__Work instructions__
1) According to the brain tumor segmentation overview, how many of the 4D volumes are for training?
2) Continue the brain tumor segmentation overview from its last sentence.

__Exercise passage__
● ● ● ● ●

# Brain tumor 3D segmentation with MONAI

The dataset comes from http://medicaldecathlon.com/.  
Target: Gliomas segmentation necrotic/active tumour and oedema  
Modality: Multimodal multisite MRI data (FLAIR, T1w, T1gd,T2w)  
Size: 750 4D volumes (484 Training + 266 Testing)  
Source: BRATS 2016 and 2017 datasets.  
Challenge: Complex and heterogeneously-located targets

The image patches show from left to right:
1. the whole tumor (yellow) visible in T2-FLAIR (Fig.A).
1. the tumor core (red) visible in T2 (Fig.B).
1. the enhancing tumor structures (light blue) visible in T1Gd, surrounding the cystic/necrotic components of the core (green) (Fig. C).

● ● ● ● ●

__Record extracts__

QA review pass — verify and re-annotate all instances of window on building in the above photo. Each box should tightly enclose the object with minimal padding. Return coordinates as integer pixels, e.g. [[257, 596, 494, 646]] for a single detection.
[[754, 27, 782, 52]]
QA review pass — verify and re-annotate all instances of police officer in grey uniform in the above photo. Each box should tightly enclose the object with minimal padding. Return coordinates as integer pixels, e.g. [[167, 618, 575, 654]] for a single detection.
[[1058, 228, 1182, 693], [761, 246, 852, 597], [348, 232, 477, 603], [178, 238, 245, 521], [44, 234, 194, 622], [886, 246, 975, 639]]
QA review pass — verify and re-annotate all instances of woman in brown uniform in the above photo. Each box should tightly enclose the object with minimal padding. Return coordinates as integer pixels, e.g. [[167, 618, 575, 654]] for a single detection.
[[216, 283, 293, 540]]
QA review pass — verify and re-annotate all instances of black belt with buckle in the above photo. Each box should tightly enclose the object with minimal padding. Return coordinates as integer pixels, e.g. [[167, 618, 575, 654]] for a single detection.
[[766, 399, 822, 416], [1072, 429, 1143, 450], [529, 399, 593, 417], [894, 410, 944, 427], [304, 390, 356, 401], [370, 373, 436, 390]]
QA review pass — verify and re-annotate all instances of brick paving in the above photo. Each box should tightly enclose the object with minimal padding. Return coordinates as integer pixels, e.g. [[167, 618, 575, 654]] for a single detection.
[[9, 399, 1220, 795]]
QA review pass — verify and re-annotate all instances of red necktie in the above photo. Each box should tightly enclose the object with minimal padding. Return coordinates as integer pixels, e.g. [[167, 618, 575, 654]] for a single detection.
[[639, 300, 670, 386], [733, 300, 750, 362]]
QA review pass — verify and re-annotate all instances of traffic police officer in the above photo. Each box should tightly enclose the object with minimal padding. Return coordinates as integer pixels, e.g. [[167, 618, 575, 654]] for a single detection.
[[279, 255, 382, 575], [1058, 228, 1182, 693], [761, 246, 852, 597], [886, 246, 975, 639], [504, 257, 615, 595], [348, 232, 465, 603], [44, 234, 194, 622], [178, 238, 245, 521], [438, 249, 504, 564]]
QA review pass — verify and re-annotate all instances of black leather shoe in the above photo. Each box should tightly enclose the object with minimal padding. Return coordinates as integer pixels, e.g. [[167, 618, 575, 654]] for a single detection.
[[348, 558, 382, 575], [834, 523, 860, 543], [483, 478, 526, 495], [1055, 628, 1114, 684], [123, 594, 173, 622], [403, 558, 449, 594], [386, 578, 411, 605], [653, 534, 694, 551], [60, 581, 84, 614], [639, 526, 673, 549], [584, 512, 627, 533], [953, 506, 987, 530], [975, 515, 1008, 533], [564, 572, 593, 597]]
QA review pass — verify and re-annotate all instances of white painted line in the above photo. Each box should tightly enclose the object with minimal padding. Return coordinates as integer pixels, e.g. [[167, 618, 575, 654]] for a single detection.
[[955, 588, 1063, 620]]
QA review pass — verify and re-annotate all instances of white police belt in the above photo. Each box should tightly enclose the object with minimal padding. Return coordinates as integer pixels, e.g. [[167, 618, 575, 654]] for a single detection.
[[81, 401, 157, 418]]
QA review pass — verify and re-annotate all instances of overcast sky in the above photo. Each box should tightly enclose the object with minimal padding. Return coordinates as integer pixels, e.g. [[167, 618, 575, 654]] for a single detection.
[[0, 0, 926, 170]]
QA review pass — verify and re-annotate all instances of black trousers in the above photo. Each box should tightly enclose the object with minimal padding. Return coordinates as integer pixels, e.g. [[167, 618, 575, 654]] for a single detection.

● ● ● ● ●

__Answers by item__
1) 484

2)
1. The segmentations are combined to generate the final labels of the tumor sub-regions (Fig.D): edema (yellow), non-enhancing solid core (red), necrotic/cystic core (green), enhancing core (blue).

In [None]:
from logger import Logger
logger = Logger(log_level='DEBUG')

In [None]:
RUN_ID = 0
MAX_EPOCHS = 2000
TRAIN_DATA_SIZE = None
BATCHSIZE_TRAIN = 2
VAL_INTERVAL = 10
# TRAIN_RATIO = 0.8
RANDOM_SEED = 0
ROOT_DIR = "/scratch1/sachinsa/brats_seg"
DATA_ROOT_DIR = "/scratch1/sachinsa/data"

# test code sanity (for silly errors)
SANITY_CHECK = False
if SANITY_CHECK:
    RUN_ID = 0
    MAX_EPOCHS = 15
    TRAIN_DATA_SIZE = 10
    VAL_INTERVAL = 2

logger.info("PARAMETERS\n-----------------")
logger.info(f"RUN_ID: {RUN_ID}")
logger.info(f"MAX_EPOCHS: {MAX_EPOCHS}")
logger.info(f"TRAIN_DATA_SIZE: {TRAIN_DATA_SIZE}")
logger.info(f"BATCHSIZE_TRAIN: {BATCHSIZE_TRAIN}")
logger.info(f"VAL_INTERVAL: {VAL_INTERVAL}")
# logger.info(f"TRAIN_RATIO: {TRAIN_RATIO}")
logger.info(f"RANDOM_SEED: {RANDOM_SEED}")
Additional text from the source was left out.